** Supplied material follows **

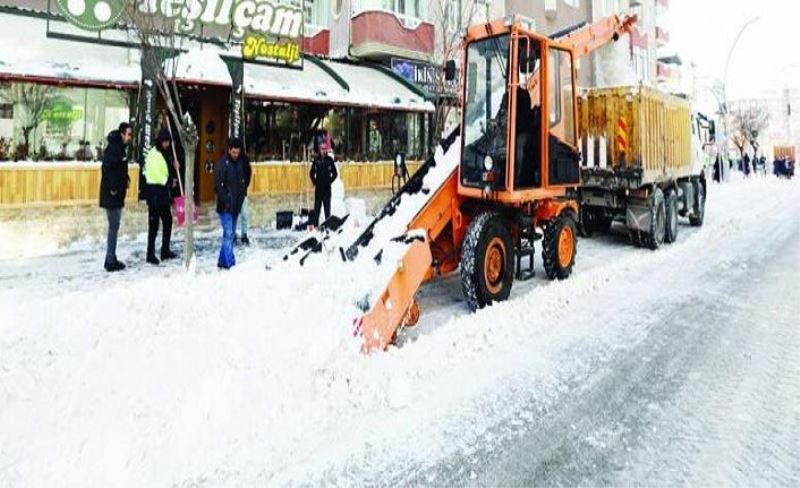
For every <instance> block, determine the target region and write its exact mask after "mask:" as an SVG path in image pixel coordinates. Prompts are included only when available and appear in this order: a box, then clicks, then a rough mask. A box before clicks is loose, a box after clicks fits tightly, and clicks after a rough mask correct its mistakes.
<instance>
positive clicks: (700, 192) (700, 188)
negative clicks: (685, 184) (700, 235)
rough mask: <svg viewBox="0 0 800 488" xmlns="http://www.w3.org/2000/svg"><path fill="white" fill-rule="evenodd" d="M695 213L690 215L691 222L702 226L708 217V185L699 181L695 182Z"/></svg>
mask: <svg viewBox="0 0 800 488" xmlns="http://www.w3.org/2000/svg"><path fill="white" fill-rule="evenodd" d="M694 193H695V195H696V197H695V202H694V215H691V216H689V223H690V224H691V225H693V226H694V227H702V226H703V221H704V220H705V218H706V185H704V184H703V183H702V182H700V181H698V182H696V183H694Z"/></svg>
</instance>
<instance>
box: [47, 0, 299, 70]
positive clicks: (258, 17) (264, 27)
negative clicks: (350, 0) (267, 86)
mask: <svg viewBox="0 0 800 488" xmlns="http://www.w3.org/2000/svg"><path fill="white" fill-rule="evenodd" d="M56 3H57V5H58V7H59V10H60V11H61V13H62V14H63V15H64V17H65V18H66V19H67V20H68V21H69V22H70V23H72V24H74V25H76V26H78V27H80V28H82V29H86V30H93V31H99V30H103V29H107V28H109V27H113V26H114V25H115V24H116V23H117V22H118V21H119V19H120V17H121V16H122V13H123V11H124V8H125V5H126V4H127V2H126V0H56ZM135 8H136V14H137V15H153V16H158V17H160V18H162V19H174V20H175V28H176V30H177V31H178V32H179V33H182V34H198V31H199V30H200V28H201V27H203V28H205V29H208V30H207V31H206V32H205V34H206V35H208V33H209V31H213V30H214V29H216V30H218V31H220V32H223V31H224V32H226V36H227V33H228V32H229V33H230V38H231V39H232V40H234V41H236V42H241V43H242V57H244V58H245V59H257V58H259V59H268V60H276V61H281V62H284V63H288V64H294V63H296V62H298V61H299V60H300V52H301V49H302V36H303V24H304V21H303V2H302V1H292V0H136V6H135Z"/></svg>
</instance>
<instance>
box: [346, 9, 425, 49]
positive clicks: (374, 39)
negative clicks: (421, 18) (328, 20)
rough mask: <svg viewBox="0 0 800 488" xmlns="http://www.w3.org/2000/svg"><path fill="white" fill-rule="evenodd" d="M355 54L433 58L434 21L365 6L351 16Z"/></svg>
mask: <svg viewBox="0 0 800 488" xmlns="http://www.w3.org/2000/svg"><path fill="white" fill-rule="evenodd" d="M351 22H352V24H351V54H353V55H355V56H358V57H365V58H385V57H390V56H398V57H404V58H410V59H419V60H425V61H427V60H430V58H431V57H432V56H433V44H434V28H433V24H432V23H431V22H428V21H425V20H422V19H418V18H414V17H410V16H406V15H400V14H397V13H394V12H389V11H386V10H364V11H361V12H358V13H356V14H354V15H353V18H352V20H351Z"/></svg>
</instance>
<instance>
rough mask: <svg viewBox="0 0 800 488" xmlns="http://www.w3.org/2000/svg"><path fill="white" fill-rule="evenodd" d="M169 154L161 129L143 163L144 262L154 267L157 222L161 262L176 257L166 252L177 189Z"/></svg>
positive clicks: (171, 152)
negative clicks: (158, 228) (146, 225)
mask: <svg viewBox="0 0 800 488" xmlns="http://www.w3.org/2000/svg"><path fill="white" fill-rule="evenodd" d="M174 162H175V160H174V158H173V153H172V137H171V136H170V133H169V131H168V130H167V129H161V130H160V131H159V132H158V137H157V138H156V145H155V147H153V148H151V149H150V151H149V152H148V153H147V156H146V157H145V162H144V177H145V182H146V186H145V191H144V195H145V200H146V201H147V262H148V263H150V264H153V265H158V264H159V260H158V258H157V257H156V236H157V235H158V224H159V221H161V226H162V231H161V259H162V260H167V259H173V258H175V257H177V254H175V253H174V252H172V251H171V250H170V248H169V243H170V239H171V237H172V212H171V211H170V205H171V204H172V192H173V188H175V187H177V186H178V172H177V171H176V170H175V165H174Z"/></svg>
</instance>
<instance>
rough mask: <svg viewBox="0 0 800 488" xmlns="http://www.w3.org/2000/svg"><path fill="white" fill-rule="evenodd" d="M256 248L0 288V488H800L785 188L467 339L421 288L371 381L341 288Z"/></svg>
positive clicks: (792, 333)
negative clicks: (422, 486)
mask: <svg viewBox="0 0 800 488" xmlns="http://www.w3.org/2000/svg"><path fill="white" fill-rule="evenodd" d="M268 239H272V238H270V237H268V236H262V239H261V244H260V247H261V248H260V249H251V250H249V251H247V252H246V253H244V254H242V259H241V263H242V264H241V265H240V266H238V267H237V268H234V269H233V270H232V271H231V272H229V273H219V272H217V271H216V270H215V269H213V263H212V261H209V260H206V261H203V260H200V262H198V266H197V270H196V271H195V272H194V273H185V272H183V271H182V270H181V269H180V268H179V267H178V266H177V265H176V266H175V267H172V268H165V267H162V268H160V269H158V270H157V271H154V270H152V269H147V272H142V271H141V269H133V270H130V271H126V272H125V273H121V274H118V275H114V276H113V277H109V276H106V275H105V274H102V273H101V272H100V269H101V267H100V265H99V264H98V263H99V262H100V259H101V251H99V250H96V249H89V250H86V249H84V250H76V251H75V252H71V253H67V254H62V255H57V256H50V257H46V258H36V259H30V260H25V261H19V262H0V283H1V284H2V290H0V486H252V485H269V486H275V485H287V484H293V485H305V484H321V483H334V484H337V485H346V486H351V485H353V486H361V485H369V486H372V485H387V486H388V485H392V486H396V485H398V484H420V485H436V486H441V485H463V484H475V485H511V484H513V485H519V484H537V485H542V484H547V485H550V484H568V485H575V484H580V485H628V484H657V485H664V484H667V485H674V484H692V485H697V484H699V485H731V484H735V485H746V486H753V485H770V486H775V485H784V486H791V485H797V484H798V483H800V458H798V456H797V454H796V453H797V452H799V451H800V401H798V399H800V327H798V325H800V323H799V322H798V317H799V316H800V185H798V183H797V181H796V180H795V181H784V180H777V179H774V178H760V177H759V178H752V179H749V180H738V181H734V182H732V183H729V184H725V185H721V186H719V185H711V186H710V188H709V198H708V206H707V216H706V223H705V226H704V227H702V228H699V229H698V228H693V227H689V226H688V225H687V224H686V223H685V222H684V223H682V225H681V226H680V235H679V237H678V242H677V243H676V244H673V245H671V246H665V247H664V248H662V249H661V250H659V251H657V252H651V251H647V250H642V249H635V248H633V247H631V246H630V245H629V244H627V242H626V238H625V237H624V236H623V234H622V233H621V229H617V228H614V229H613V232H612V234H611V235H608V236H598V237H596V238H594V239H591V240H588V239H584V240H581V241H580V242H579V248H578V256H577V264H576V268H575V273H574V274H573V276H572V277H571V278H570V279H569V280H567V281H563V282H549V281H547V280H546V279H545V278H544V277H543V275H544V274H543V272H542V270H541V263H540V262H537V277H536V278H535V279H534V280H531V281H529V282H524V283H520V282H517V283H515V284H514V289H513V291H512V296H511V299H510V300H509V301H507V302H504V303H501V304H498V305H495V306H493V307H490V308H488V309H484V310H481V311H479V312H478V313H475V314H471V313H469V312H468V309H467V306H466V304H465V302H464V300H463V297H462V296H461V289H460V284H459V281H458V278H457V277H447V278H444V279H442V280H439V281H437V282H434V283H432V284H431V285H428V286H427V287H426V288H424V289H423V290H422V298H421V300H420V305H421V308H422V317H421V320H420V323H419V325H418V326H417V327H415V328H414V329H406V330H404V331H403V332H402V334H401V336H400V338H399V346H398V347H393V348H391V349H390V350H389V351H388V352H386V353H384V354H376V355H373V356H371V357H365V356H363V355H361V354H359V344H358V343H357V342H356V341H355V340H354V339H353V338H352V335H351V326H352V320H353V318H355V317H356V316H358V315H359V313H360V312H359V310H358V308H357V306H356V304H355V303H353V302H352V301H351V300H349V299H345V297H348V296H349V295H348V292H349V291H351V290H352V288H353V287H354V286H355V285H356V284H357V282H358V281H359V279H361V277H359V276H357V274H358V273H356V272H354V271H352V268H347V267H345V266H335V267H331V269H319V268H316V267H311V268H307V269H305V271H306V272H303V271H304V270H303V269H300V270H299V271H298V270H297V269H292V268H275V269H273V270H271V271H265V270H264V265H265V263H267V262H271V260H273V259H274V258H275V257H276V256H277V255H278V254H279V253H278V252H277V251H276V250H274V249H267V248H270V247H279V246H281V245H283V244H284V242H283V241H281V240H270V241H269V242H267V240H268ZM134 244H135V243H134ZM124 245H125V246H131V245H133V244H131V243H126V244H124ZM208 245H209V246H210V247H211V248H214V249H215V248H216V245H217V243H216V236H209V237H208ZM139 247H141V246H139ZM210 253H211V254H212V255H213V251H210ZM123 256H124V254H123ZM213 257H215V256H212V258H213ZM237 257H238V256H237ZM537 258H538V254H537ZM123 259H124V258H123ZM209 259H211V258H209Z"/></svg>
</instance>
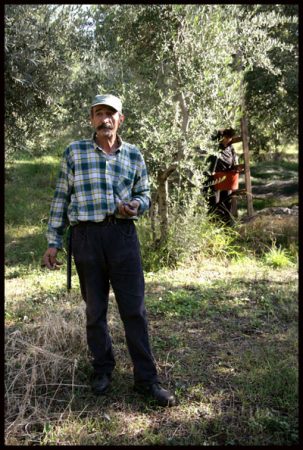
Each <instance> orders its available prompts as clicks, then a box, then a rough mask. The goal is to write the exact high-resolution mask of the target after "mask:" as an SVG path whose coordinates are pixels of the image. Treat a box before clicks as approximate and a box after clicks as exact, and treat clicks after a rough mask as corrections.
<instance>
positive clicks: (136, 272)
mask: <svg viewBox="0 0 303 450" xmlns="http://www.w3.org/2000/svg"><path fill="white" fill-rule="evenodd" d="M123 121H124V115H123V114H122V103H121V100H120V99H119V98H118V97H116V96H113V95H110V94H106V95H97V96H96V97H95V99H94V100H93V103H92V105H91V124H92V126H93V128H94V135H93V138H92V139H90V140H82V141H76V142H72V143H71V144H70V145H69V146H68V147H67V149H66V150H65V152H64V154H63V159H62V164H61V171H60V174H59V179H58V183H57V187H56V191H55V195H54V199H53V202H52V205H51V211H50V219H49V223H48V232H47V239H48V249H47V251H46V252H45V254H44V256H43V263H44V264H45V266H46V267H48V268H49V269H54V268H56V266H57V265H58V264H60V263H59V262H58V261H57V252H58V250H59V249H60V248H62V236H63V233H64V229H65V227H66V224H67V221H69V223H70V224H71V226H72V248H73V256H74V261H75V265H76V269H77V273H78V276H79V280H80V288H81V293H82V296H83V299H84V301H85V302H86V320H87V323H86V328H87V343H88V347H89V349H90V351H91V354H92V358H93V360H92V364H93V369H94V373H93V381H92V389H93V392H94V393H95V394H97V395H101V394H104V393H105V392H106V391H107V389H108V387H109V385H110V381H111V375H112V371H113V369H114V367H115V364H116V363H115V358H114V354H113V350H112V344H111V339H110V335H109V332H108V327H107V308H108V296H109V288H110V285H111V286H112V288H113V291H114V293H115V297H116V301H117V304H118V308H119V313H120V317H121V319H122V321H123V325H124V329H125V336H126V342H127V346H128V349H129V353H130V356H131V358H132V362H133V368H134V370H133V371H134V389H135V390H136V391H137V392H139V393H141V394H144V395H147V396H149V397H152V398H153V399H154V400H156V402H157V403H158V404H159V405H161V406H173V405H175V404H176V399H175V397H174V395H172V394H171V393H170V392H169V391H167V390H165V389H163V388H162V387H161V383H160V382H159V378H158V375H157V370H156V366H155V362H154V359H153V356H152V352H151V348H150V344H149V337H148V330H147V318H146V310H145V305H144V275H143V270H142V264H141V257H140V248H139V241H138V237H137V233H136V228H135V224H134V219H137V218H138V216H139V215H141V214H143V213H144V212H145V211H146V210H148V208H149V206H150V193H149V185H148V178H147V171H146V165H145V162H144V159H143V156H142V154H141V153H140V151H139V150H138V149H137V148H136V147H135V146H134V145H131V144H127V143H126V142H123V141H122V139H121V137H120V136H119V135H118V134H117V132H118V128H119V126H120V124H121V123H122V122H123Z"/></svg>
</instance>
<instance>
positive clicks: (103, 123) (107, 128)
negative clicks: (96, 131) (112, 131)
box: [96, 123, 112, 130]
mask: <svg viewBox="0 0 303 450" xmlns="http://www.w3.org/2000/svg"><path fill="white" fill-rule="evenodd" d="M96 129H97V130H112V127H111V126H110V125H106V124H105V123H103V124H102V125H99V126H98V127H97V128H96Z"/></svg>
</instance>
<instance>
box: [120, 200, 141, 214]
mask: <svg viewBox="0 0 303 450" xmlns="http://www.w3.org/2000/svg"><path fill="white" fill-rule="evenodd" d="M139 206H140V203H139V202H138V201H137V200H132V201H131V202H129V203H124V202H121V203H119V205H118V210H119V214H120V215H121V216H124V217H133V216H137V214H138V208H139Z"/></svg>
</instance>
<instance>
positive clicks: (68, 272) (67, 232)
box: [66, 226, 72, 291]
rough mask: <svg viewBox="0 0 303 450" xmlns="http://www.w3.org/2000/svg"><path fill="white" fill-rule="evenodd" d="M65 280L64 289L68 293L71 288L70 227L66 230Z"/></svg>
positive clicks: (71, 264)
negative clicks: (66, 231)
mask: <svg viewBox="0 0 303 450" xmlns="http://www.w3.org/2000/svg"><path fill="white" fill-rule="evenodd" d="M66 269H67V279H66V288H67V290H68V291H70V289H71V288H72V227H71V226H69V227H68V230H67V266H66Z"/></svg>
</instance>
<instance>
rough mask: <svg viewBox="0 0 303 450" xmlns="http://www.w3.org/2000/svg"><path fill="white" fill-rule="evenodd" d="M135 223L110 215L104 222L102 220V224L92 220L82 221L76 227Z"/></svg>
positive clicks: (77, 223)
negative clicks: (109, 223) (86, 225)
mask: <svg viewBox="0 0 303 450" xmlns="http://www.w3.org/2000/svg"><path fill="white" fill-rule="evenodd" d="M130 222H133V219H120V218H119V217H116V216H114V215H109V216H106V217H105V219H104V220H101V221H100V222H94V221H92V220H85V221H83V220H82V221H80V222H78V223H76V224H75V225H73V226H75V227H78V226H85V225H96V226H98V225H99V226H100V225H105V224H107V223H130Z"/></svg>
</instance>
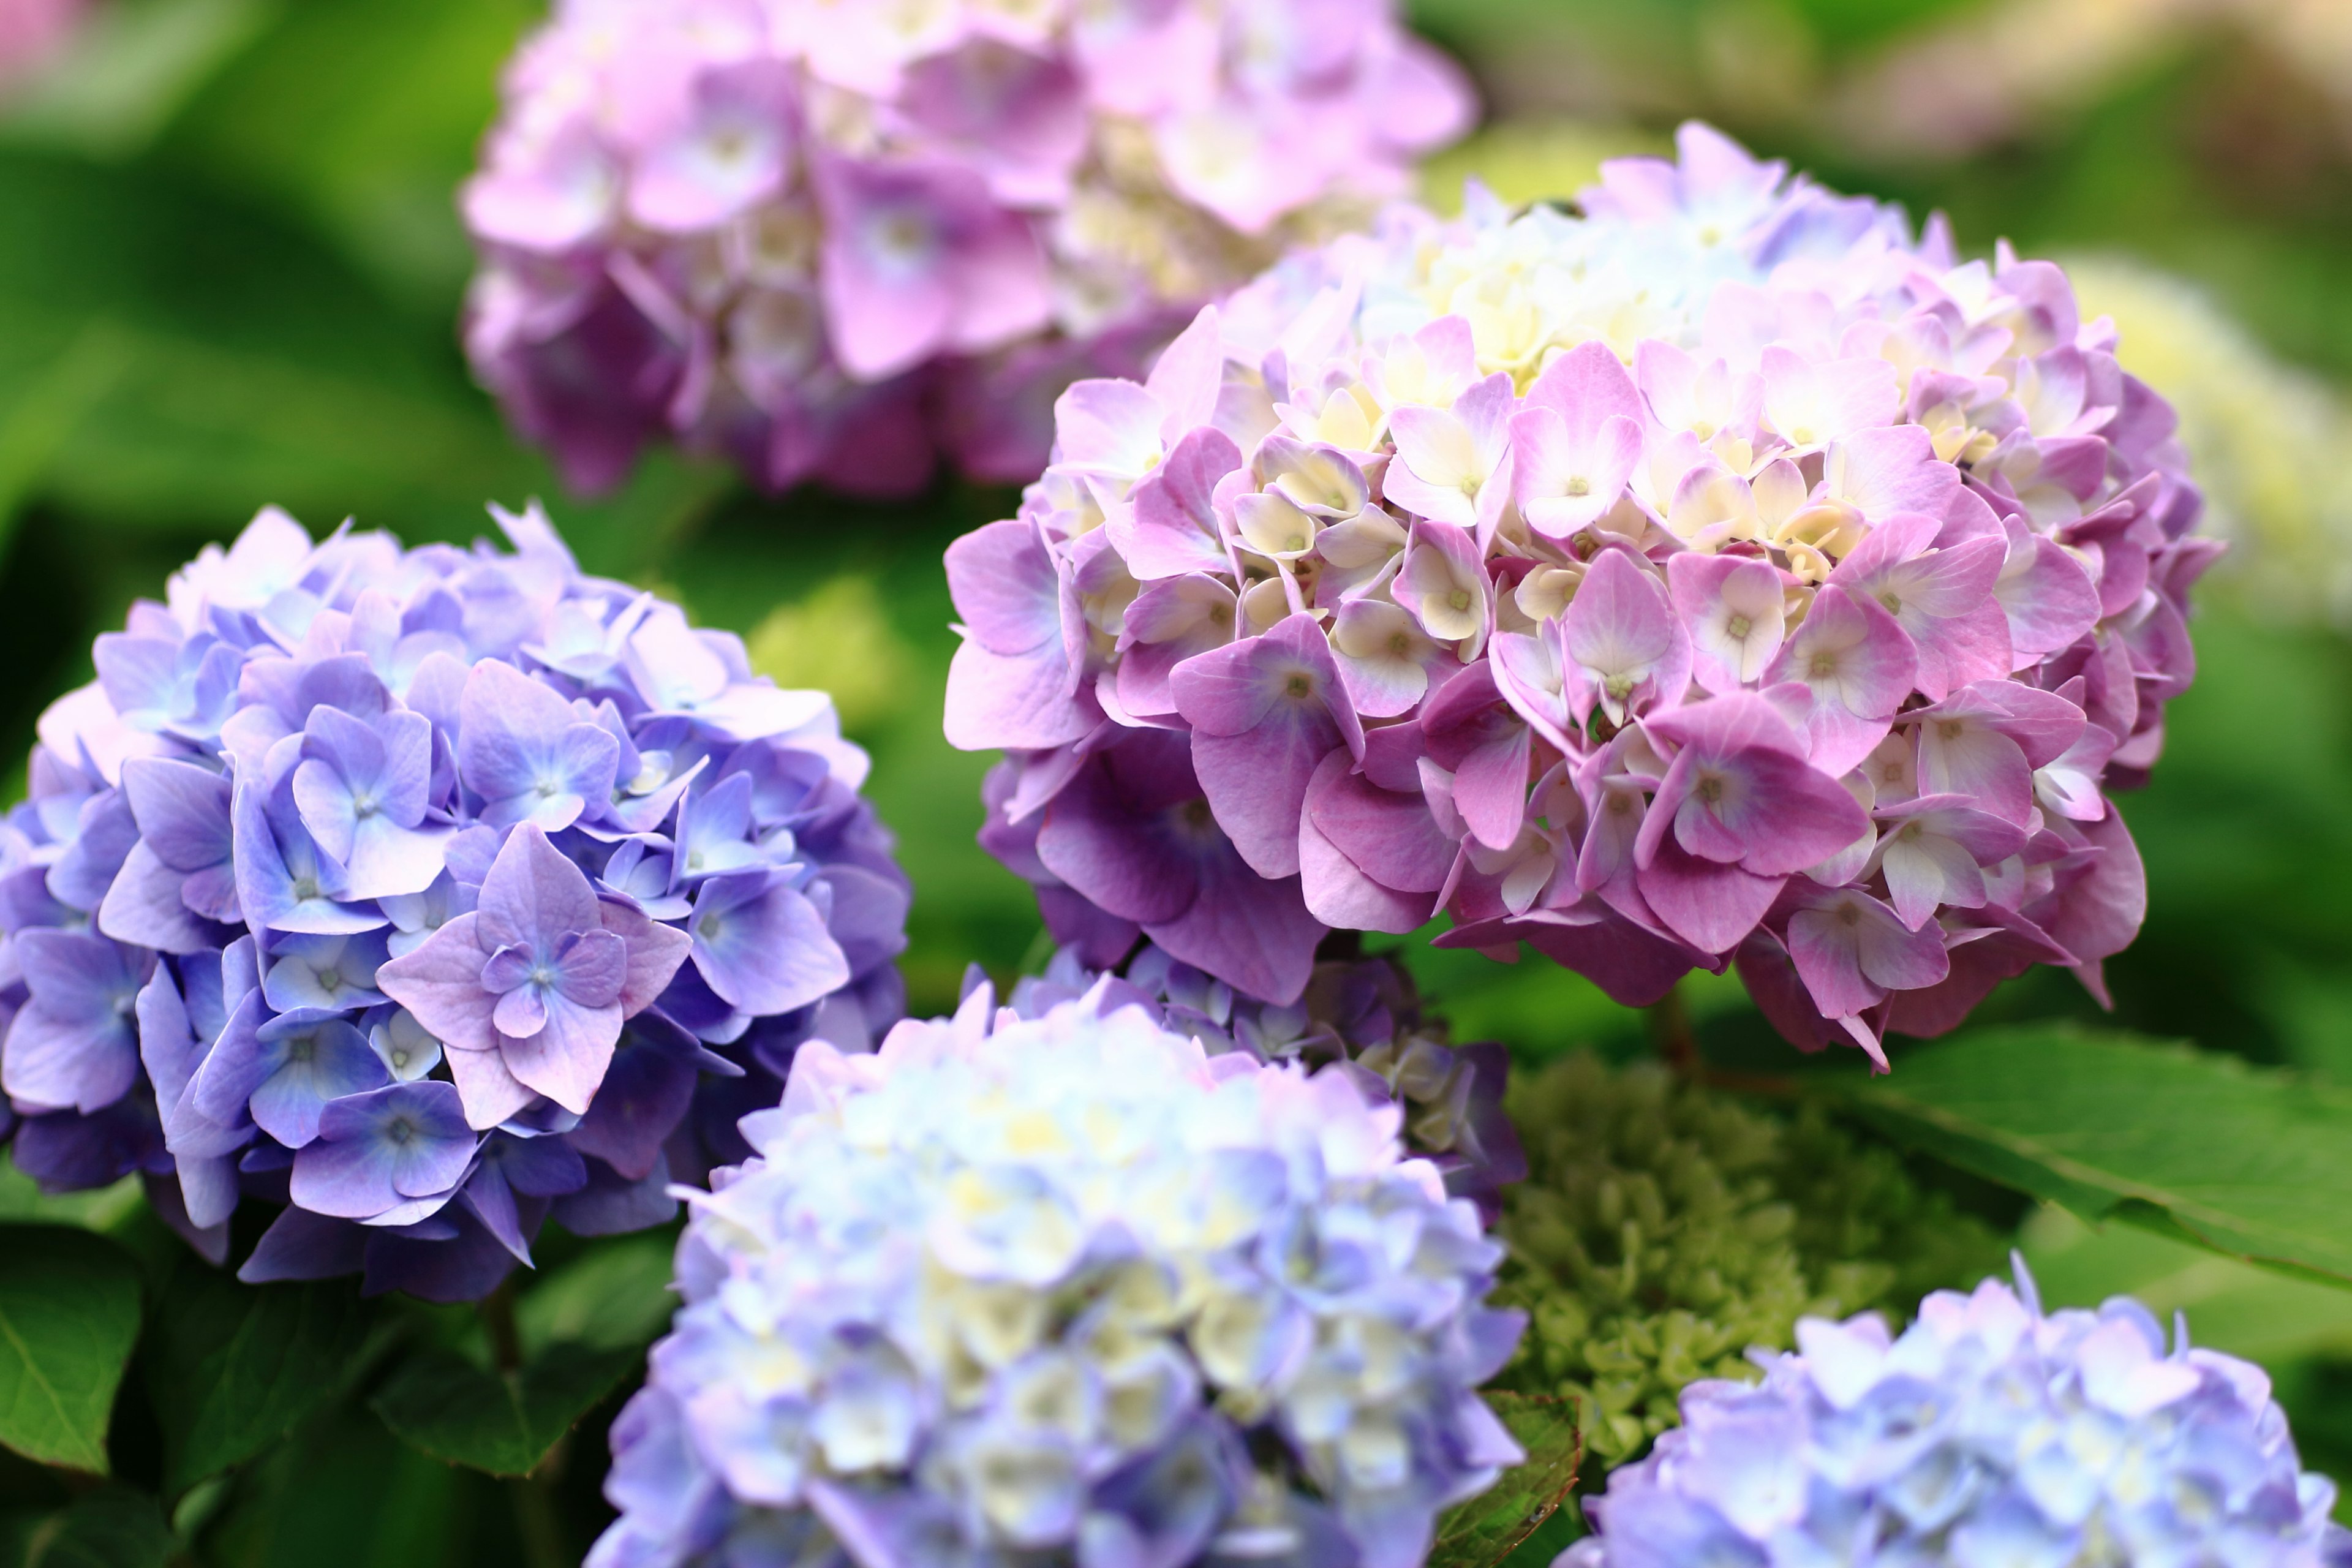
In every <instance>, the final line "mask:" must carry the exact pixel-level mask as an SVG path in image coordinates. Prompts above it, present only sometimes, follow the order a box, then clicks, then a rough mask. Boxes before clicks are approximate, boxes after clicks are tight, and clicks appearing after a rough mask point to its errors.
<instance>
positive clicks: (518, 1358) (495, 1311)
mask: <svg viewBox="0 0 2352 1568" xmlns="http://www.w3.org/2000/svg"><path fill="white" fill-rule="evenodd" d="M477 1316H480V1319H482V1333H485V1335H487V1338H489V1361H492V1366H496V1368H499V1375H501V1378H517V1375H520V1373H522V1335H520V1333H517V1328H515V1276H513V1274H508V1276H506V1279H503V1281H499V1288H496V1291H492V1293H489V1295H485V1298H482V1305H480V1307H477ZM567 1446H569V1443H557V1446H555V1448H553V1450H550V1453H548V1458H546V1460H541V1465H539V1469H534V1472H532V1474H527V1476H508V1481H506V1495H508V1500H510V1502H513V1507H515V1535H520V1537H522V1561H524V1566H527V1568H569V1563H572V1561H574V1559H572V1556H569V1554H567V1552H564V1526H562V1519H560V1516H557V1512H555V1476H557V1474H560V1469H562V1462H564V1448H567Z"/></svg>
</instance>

** End of Supplied material **

Written task: Please copy the rows above word for word, from the line containing "280L64 289L68 293L71" through the line containing "positive clicks: (77, 223)", including both of those lines.

Output for this task:
rough mask: <svg viewBox="0 0 303 450" xmlns="http://www.w3.org/2000/svg"><path fill="white" fill-rule="evenodd" d="M65 280L64 289L68 293L71 288L70 227L66 230Z"/></svg>
positive clicks: (71, 264)
negative clicks: (66, 231)
mask: <svg viewBox="0 0 303 450" xmlns="http://www.w3.org/2000/svg"><path fill="white" fill-rule="evenodd" d="M66 269H67V279H66V288H67V290H68V291H70V289H71V288H72V227H71V226H69V227H68V230H67V266H66Z"/></svg>
</instance>
<instance>
rough mask: <svg viewBox="0 0 303 450" xmlns="http://www.w3.org/2000/svg"><path fill="white" fill-rule="evenodd" d="M135 223L110 215L104 222L102 220V224L92 220L82 221L76 227Z"/></svg>
positive clicks: (77, 223)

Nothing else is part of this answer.